▶ **The problem**
Which lines run from the one containing "Sample: [(326, 464)]" to the end of the records? Write them out exactly, both ends included, and nothing else.

Stored data entries:
•••

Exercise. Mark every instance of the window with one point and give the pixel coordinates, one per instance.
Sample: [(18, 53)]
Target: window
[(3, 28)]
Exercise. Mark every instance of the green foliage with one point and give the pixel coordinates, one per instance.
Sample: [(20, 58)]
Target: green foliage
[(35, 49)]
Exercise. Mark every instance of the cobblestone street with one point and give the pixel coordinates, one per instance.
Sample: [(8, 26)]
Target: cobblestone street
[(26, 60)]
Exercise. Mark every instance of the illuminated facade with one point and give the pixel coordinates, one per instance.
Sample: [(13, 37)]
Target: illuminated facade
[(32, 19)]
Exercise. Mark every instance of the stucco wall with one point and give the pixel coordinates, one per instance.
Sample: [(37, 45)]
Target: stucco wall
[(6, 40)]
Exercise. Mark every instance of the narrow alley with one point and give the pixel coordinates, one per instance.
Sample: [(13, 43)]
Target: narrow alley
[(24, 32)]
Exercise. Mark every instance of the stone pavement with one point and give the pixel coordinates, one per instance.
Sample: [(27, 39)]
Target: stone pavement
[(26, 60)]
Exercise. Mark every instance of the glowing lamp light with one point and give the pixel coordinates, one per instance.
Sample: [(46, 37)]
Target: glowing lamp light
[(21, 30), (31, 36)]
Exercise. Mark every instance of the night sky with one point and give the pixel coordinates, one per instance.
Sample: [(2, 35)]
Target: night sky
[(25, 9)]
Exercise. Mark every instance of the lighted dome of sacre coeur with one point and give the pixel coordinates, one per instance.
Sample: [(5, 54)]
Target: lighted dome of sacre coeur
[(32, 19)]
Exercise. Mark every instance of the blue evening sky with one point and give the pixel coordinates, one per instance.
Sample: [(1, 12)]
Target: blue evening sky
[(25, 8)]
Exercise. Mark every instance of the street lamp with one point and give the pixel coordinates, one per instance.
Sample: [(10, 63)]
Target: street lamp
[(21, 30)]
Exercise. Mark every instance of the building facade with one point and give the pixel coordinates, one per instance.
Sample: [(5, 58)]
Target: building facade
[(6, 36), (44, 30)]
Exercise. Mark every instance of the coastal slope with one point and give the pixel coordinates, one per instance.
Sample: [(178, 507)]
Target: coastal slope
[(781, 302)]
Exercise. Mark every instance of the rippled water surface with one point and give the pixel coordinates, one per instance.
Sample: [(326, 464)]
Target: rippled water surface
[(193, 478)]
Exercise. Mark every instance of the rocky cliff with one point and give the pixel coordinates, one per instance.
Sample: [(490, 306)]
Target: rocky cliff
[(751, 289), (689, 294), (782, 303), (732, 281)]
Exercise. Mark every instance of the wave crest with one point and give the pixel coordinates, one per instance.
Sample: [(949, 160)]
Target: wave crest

•••

▶ **Your response**
Sample: [(326, 464)]
Target: rippled water surface
[(193, 478)]
Exercise. Mark every instance of the rocky cliff with one point and give the pixel coordinates, one per instance.
Sample: [(490, 306)]
Target: rocky cliff
[(751, 289), (689, 294), (782, 303), (732, 281)]
Exercise. Mark every instance of the wave crest with one point and give the pixel coordinates, one per instance.
Sample: [(949, 160)]
Target: wave crest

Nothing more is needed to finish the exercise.